What to do: Pull out each line of the listing below that contains the word "polka", and copy every such line in full.

Dataset extract:
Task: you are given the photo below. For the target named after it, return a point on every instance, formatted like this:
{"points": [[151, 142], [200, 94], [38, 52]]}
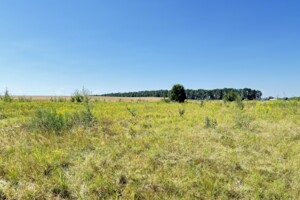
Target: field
{"points": [[152, 150]]}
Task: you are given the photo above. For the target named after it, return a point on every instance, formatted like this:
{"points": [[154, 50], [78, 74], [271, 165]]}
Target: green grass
{"points": [[153, 150]]}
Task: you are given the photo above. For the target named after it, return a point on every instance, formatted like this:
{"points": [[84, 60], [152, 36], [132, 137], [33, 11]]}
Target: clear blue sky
{"points": [[54, 47]]}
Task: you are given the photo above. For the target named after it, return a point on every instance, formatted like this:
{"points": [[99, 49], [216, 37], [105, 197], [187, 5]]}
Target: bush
{"points": [[7, 97], [84, 118], [51, 121], [80, 96], [181, 112], [178, 93], [231, 96], [210, 123]]}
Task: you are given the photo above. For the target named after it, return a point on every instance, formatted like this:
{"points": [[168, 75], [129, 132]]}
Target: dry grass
{"points": [[97, 98], [154, 150]]}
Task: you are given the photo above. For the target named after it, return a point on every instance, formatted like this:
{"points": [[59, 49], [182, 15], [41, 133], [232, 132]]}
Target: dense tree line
{"points": [[217, 94]]}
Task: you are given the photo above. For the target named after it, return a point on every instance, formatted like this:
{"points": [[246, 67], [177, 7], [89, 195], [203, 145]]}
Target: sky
{"points": [[55, 47]]}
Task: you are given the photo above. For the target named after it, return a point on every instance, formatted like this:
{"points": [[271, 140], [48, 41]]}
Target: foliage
{"points": [[177, 93], [181, 112], [6, 97], [80, 96], [216, 94], [210, 122], [231, 96], [49, 120]]}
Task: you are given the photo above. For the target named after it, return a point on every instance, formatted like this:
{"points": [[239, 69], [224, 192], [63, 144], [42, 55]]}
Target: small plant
{"points": [[80, 96], [231, 96], [181, 112], [7, 97], [132, 111], [239, 103], [242, 121], [166, 100], [84, 118], [201, 103], [50, 121], [210, 123], [178, 93]]}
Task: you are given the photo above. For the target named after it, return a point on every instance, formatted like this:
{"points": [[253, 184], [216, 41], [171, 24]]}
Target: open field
{"points": [[99, 98], [152, 150]]}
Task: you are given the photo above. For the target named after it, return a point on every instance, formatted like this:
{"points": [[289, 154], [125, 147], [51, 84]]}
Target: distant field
{"points": [[149, 150], [100, 98]]}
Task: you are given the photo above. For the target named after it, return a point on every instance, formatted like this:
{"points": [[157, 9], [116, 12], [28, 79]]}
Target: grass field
{"points": [[152, 150]]}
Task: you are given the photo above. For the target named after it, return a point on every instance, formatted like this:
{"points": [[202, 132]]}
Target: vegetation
{"points": [[217, 94], [150, 150], [6, 97], [178, 93]]}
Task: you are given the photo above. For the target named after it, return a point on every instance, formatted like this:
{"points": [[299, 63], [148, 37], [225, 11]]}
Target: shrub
{"points": [[178, 93], [51, 121], [132, 111], [7, 97], [231, 96], [210, 123], [181, 112], [84, 118], [80, 96], [243, 121]]}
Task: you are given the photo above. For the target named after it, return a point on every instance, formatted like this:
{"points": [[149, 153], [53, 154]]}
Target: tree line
{"points": [[216, 94]]}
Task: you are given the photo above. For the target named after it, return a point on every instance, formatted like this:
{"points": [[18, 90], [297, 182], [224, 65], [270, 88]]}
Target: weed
{"points": [[132, 111], [242, 121], [210, 123], [7, 97], [49, 120], [181, 112]]}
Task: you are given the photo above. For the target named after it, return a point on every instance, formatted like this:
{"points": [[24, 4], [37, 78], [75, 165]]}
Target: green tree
{"points": [[178, 93]]}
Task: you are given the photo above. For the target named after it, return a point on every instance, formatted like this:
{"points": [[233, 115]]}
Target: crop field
{"points": [[149, 150]]}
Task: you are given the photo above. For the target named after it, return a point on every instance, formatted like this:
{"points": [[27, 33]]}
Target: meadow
{"points": [[151, 150]]}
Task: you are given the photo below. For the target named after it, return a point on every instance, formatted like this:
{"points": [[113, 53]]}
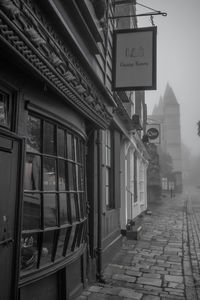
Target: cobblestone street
{"points": [[163, 263]]}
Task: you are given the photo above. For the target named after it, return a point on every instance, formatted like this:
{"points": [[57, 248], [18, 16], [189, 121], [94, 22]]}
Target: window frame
{"points": [[78, 224], [109, 162]]}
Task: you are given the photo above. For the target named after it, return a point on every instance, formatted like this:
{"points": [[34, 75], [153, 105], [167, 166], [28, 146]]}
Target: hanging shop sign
{"points": [[134, 59], [153, 133]]}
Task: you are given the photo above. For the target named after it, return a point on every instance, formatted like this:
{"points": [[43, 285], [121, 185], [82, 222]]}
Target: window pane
{"points": [[4, 107], [73, 205], [34, 134], [50, 210], [70, 146], [64, 214], [80, 233], [78, 150], [47, 247], [29, 251], [32, 176], [61, 142], [61, 242], [49, 138], [71, 239], [62, 175], [82, 152], [31, 211], [49, 177], [71, 176], [81, 178], [108, 138], [82, 205]]}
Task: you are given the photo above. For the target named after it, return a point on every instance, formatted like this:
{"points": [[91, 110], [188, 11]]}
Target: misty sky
{"points": [[178, 60]]}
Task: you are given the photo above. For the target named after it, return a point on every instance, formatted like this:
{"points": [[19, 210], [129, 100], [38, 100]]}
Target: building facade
{"points": [[167, 113], [65, 140]]}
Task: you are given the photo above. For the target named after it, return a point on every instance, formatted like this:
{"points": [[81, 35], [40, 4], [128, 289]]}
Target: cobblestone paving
{"points": [[163, 263]]}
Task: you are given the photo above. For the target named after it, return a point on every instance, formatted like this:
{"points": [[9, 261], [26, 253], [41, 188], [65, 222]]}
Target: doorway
{"points": [[11, 153]]}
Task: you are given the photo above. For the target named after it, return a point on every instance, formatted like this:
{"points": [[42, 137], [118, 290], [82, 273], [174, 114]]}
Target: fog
{"points": [[178, 61]]}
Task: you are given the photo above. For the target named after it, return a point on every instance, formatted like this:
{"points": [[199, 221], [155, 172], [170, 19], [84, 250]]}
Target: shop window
{"points": [[109, 168], [54, 211], [135, 177], [5, 109]]}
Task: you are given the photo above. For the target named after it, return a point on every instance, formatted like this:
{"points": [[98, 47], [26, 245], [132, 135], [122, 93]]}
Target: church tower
{"points": [[168, 111]]}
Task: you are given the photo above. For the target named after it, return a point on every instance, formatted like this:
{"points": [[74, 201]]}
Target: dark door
{"points": [[10, 162]]}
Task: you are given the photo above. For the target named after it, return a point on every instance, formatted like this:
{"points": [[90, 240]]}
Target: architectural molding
{"points": [[24, 29]]}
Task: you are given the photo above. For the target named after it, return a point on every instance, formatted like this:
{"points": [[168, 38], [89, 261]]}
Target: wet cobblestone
{"points": [[164, 264]]}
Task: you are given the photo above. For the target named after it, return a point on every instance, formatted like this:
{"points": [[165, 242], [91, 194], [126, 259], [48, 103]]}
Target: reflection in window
{"points": [[71, 239], [50, 210], [64, 213], [61, 242], [61, 143], [70, 146], [29, 251], [71, 176], [47, 247], [62, 175], [31, 211], [73, 206], [49, 138], [34, 134], [32, 172], [54, 196], [49, 175], [4, 108]]}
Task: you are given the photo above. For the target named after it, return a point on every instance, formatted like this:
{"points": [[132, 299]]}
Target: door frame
{"points": [[18, 207]]}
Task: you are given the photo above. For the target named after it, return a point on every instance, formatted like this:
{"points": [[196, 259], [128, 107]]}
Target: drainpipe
{"points": [[99, 199]]}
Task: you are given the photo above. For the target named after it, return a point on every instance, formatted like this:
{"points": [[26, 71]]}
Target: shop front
{"points": [[48, 104]]}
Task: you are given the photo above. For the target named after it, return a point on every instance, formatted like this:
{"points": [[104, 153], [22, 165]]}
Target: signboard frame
{"points": [[150, 56], [156, 126]]}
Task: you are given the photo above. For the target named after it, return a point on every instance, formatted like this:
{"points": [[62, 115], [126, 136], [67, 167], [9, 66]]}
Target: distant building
{"points": [[167, 113]]}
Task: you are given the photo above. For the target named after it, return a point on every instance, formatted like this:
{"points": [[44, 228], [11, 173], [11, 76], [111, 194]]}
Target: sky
{"points": [[178, 61]]}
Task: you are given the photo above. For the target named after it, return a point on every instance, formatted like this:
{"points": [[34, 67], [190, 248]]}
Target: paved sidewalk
{"points": [[163, 264]]}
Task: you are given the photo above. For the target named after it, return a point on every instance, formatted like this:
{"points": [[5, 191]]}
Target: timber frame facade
{"points": [[65, 142]]}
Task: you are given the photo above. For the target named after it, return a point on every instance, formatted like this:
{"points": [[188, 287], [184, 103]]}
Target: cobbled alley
{"points": [[163, 263]]}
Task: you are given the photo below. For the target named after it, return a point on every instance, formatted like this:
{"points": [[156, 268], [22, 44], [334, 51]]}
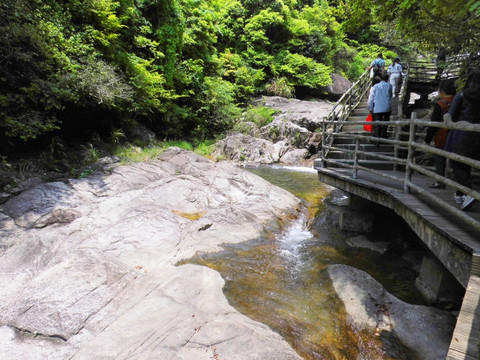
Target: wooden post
{"points": [[398, 129], [411, 151], [324, 138], [355, 158]]}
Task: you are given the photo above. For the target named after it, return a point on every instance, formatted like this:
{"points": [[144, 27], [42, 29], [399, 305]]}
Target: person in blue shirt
{"points": [[465, 107], [380, 105], [395, 71], [378, 66]]}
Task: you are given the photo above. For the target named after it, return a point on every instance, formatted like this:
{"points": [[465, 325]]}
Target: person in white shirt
{"points": [[395, 73], [379, 104]]}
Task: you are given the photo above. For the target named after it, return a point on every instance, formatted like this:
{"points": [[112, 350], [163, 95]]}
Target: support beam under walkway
{"points": [[455, 243]]}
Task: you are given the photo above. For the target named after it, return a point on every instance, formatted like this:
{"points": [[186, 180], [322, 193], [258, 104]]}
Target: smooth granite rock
{"points": [[88, 268]]}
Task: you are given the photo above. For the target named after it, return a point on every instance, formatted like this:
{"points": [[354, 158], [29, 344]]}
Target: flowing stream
{"points": [[280, 279]]}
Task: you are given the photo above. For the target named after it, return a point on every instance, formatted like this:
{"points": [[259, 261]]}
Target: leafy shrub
{"points": [[300, 70], [279, 87], [260, 116]]}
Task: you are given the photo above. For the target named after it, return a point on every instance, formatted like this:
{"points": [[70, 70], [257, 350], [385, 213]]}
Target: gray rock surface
{"points": [[88, 267], [293, 130], [361, 241], [425, 331]]}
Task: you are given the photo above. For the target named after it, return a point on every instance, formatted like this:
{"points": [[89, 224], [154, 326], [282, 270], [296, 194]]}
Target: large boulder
{"points": [[371, 308], [295, 130], [246, 148], [88, 267]]}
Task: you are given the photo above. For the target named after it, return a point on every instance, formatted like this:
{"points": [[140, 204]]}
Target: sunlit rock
{"points": [[88, 267]]}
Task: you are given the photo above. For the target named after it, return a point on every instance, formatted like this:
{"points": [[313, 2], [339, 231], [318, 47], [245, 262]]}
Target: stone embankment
{"points": [[88, 267], [291, 138]]}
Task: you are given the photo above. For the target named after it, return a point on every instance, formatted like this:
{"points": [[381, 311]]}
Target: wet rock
{"points": [[295, 127], [88, 268], [425, 331], [362, 241], [246, 148], [294, 157]]}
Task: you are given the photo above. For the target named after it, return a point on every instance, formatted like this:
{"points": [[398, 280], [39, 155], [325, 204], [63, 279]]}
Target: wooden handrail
{"points": [[412, 146], [343, 108]]}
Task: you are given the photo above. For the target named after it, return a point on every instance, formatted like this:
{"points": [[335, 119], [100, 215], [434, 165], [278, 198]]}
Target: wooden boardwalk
{"points": [[461, 239]]}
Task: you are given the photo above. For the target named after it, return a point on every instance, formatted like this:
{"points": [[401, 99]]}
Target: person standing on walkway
{"points": [[380, 105], [377, 66], [395, 72], [446, 92], [465, 107]]}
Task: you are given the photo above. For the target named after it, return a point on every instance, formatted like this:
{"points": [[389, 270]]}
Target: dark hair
{"points": [[448, 87], [471, 91]]}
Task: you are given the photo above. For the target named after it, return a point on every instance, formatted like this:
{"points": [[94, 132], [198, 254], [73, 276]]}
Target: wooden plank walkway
{"points": [[466, 338]]}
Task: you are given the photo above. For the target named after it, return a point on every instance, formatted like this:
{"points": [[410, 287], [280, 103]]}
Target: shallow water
{"points": [[281, 279]]}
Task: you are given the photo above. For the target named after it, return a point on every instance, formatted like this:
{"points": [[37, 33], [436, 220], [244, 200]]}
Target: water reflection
{"points": [[281, 279]]}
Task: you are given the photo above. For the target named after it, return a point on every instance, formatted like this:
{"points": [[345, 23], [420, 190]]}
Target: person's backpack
{"points": [[376, 66], [440, 138]]}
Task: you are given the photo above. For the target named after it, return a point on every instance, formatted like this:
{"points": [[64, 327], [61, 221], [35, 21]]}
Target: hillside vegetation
{"points": [[186, 69]]}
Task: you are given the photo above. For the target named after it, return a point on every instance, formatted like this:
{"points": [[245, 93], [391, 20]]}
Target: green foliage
{"points": [[185, 68], [205, 148], [301, 70], [260, 116], [218, 111], [279, 87]]}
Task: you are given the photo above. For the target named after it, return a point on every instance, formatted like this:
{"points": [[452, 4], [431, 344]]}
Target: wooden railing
{"points": [[343, 108], [412, 146]]}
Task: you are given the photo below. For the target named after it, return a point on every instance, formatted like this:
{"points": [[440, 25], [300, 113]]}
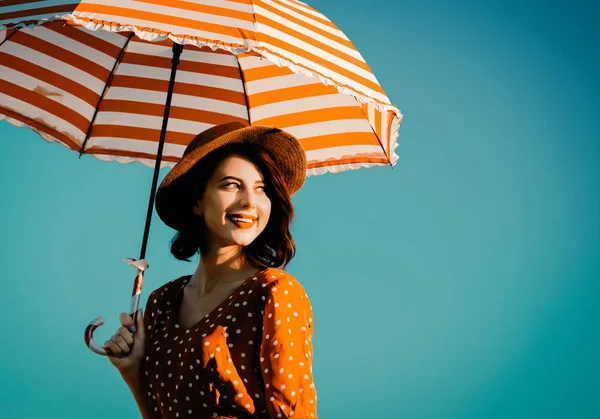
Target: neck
{"points": [[219, 266]]}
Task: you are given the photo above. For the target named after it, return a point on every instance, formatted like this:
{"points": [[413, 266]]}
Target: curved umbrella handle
{"points": [[141, 265]]}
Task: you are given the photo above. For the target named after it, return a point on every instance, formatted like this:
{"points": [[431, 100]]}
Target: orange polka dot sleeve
{"points": [[286, 351]]}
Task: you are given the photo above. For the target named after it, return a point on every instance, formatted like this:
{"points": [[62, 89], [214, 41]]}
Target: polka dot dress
{"points": [[251, 357]]}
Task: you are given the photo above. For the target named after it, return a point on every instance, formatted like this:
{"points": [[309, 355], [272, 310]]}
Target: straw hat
{"points": [[175, 191]]}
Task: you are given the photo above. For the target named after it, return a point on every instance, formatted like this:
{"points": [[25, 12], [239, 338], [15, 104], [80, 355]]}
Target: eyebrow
{"points": [[238, 179]]}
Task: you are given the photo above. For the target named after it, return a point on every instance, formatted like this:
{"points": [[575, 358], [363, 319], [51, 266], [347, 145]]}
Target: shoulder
{"points": [[274, 277], [279, 284], [170, 287]]}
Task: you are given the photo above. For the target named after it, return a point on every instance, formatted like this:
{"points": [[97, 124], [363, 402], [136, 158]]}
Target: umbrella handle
{"points": [[141, 265]]}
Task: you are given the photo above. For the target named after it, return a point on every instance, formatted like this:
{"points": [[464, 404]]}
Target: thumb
{"points": [[139, 324]]}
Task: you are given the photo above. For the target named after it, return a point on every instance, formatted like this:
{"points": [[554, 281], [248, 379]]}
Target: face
{"points": [[235, 206]]}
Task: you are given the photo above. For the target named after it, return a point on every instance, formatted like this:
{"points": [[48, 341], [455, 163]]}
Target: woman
{"points": [[233, 340]]}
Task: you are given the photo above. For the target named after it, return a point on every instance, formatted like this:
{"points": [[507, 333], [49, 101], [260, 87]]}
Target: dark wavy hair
{"points": [[274, 247]]}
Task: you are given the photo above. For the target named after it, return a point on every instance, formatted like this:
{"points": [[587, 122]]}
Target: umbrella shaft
{"points": [[177, 48]]}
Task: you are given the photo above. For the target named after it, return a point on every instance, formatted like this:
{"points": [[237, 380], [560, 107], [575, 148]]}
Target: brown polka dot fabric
{"points": [[251, 357]]}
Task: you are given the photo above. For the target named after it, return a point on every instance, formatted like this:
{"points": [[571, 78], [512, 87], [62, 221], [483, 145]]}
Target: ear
{"points": [[197, 208]]}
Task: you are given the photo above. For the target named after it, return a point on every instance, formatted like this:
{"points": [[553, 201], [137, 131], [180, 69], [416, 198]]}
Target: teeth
{"points": [[243, 220]]}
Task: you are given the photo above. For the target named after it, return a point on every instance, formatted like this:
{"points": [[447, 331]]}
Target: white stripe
{"points": [[334, 59], [231, 5], [250, 62], [228, 60], [127, 160], [58, 95], [144, 48], [73, 46], [113, 38], [50, 120], [301, 105], [338, 78], [279, 82], [331, 42], [156, 73], [174, 11], [140, 146], [173, 29], [293, 5], [343, 126], [200, 79], [191, 102], [323, 154], [43, 16], [371, 113], [52, 64], [150, 122]]}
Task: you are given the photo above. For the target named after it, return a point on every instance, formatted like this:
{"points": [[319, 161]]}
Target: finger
{"points": [[139, 321], [121, 343], [127, 322], [114, 349], [126, 335]]}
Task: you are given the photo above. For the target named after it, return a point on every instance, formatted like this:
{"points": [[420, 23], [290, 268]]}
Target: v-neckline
{"points": [[179, 300]]}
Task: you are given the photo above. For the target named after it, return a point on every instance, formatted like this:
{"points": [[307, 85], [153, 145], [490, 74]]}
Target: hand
{"points": [[126, 349]]}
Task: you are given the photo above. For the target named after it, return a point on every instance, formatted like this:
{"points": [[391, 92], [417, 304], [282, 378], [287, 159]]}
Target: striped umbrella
{"points": [[136, 80]]}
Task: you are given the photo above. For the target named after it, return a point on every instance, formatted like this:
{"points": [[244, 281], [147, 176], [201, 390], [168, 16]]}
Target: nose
{"points": [[248, 198]]}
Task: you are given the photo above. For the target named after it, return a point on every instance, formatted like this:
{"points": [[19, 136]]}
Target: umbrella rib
{"points": [[245, 92], [108, 81], [10, 35], [376, 136]]}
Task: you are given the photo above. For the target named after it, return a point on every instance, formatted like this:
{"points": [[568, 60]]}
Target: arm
{"points": [[286, 351]]}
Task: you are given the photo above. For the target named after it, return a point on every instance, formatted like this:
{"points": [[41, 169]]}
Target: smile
{"points": [[241, 222]]}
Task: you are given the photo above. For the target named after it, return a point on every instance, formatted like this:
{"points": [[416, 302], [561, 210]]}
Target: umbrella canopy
{"points": [[94, 77]]}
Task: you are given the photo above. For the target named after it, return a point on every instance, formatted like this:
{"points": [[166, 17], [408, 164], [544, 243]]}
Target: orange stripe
{"points": [[61, 54], [125, 153], [85, 38], [202, 8], [347, 160], [260, 73], [308, 15], [137, 133], [247, 2], [351, 88], [321, 61], [59, 81], [313, 42], [377, 124], [41, 11], [191, 66], [42, 102], [309, 117], [179, 88], [308, 26], [290, 93], [166, 19], [391, 117], [68, 142], [176, 112], [339, 140]]}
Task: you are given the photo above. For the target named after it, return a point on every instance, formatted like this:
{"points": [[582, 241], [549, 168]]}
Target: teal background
{"points": [[463, 283]]}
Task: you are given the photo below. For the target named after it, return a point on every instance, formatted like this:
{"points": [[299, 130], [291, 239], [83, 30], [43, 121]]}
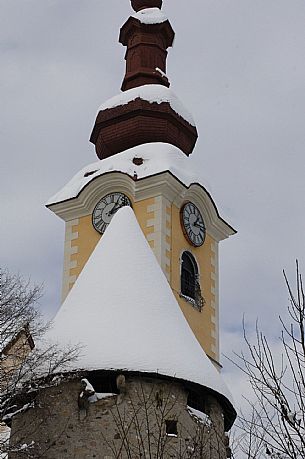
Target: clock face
{"points": [[106, 208], [193, 224]]}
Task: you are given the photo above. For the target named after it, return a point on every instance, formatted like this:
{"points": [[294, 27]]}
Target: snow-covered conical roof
{"points": [[123, 313]]}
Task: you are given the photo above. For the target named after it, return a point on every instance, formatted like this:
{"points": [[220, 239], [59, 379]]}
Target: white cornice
{"points": [[163, 184]]}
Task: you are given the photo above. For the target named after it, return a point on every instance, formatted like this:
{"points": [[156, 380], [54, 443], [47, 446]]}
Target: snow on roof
{"points": [[150, 16], [122, 311], [153, 93], [157, 158]]}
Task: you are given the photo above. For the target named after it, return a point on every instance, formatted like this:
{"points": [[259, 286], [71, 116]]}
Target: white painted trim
{"points": [[69, 250], [160, 232], [215, 292]]}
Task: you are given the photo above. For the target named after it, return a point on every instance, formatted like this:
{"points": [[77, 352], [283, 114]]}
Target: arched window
{"points": [[189, 274], [190, 287]]}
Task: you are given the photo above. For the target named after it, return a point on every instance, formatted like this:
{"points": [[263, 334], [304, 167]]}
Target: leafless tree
{"points": [[275, 426], [21, 361]]}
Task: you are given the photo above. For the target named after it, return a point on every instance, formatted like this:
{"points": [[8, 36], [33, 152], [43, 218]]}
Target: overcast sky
{"points": [[238, 66]]}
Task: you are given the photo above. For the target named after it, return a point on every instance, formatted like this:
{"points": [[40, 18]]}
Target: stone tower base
{"points": [[131, 416]]}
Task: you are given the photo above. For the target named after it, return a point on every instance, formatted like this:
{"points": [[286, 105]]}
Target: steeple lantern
{"points": [[147, 35], [147, 111]]}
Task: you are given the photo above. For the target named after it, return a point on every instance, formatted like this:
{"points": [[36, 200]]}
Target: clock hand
{"points": [[114, 209]]}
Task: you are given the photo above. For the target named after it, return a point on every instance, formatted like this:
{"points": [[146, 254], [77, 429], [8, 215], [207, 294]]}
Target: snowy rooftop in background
{"points": [[151, 93], [157, 158], [123, 313], [150, 16]]}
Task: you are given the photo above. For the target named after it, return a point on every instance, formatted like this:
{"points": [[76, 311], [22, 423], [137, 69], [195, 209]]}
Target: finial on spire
{"points": [[142, 4]]}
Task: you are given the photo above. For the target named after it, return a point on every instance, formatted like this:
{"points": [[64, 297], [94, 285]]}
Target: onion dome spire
{"points": [[147, 111], [147, 35]]}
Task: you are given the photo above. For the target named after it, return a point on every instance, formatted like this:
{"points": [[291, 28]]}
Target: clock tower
{"points": [[140, 284], [143, 138]]}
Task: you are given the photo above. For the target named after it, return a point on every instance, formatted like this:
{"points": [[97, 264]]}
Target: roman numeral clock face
{"points": [[193, 224], [106, 208]]}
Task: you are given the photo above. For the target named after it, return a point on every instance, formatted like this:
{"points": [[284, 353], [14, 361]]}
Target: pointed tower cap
{"points": [[123, 313], [138, 5]]}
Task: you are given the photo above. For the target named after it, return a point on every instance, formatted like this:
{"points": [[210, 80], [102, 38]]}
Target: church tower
{"points": [[143, 138], [140, 283]]}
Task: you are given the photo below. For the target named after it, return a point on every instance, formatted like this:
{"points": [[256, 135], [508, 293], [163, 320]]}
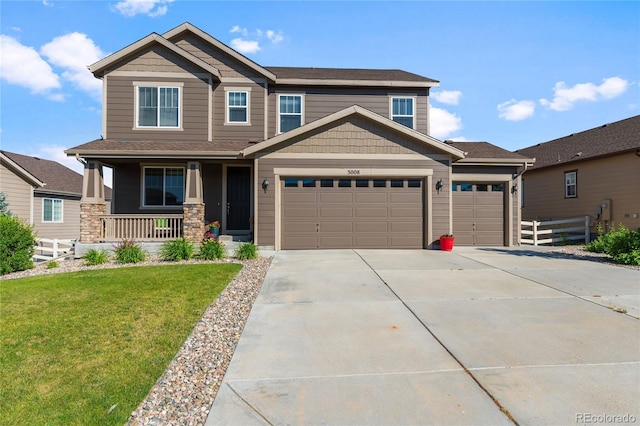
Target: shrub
{"points": [[127, 251], [211, 249], [96, 257], [621, 244], [246, 251], [17, 241], [177, 249]]}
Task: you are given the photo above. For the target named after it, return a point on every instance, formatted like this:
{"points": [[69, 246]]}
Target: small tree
{"points": [[17, 241]]}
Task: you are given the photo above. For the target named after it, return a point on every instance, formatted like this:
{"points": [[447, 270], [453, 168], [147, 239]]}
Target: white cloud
{"points": [[245, 46], [73, 52], [275, 37], [442, 122], [450, 97], [566, 97], [513, 110], [150, 8], [23, 66], [239, 30]]}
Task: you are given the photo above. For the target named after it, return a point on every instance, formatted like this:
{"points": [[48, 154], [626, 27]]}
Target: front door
{"points": [[238, 198]]}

The answer:
Target: orange polka dot sleeve
Target: polka dot dress
Target: brown polka dot fabric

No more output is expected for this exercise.